Exercise data >>
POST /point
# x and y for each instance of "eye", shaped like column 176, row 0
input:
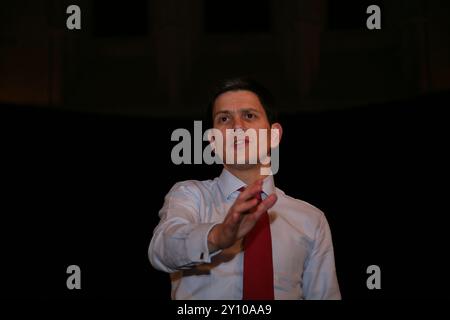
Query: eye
column 223, row 119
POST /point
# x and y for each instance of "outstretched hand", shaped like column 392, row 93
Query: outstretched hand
column 241, row 217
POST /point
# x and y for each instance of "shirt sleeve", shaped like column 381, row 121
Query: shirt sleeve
column 180, row 241
column 319, row 278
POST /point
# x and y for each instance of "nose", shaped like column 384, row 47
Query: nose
column 238, row 124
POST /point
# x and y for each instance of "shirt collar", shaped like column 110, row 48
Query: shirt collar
column 229, row 183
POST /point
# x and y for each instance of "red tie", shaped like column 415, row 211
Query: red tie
column 258, row 265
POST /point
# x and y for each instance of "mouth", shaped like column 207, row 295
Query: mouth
column 242, row 141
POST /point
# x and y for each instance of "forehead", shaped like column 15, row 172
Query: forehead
column 236, row 100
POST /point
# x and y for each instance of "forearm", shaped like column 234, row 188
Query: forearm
column 176, row 245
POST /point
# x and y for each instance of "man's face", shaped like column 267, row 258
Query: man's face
column 237, row 112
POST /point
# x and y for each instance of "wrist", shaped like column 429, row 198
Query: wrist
column 213, row 244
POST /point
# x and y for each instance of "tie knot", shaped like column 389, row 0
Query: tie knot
column 258, row 196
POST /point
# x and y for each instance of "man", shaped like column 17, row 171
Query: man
column 206, row 236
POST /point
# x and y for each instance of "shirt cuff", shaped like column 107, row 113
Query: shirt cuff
column 197, row 244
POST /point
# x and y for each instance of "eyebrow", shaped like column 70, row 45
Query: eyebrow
column 241, row 111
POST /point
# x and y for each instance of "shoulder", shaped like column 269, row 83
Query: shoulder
column 298, row 210
column 195, row 188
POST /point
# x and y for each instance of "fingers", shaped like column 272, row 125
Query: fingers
column 244, row 206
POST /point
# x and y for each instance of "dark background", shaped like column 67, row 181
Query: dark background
column 86, row 118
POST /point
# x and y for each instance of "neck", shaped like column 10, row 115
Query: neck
column 246, row 174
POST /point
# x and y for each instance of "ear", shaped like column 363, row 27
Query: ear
column 211, row 139
column 276, row 131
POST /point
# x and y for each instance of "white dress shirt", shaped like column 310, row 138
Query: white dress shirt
column 303, row 258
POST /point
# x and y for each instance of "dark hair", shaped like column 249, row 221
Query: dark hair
column 242, row 83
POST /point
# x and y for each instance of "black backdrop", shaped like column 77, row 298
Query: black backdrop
column 85, row 189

Work to complete >> Out of the entries above, write out only the lines between the line holding "Query: forehead" and the line holding "269, row 83", inclusive, each exactly as given.

Answer area >>
Query: forehead
column 236, row 100
POST /point
# x and y for each instance of "forearm", shaped like column 234, row 188
Query: forearm
column 176, row 245
POST /point
# x and y for each instance of "man's face", shaped like column 267, row 258
Query: man's face
column 237, row 112
POST /point
# x and y for each instance of "wrist", shaped like column 429, row 198
Query: wrist
column 213, row 244
POST /point
# x and y for each instance of "tie knot", shaped like column 389, row 0
Query: tie knot
column 258, row 196
POST /point
# x and y for each instance of "man", shaped like column 17, row 171
Query: man
column 206, row 236
POST /point
# x and y for each instance of "shirt cuff", shaped like column 107, row 113
Query: shirt cuff
column 197, row 244
POST /point
# x and y for each instance of "eyebrow", shaped like column 70, row 45
Query: eyebrow
column 241, row 111
POST /point
# x and y for each instance of "shoulder", shaped like column 269, row 83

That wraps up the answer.